## WORK TO BE COMPLETED:
For the records below, tally the lines that include the word "path" and report the number alone.

## Spatial localization data:
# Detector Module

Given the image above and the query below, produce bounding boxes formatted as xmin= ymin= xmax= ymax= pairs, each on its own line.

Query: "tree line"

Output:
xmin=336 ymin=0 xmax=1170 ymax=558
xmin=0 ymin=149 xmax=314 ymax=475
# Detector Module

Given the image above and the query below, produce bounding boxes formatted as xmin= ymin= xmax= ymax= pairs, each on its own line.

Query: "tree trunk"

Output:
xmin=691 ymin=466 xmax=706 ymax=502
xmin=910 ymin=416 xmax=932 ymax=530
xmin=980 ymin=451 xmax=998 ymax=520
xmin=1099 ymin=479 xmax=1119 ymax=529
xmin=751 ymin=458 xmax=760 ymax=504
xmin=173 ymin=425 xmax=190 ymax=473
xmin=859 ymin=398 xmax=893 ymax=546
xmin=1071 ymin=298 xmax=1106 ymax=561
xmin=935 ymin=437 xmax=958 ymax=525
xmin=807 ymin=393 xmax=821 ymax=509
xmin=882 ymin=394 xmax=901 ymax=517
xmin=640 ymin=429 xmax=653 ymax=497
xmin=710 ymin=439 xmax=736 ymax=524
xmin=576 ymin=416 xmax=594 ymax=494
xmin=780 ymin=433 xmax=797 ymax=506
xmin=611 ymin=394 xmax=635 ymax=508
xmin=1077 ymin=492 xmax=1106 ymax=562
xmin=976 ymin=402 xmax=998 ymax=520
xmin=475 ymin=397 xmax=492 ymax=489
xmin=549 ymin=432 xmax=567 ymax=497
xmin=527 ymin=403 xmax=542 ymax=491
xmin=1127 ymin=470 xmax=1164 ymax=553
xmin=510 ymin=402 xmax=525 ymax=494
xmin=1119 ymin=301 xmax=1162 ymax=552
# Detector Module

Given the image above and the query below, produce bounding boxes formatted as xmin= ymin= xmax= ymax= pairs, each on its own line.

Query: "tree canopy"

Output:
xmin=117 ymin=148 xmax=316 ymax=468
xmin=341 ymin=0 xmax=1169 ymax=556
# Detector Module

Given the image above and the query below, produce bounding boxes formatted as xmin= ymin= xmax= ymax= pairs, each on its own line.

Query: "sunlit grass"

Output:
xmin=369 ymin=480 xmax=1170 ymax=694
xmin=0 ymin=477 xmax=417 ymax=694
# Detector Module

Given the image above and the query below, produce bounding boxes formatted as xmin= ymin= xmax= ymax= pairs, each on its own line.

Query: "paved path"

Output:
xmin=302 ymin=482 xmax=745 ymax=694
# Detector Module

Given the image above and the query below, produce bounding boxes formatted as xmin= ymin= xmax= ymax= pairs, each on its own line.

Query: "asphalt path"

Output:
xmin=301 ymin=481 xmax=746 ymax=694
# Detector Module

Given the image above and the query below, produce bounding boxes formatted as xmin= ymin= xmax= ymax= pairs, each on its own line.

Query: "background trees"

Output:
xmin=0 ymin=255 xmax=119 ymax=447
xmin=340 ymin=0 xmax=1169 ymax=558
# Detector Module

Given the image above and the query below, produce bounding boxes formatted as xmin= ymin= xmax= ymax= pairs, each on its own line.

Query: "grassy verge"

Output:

## SOLUTION FOR THIS EXERCISE:
2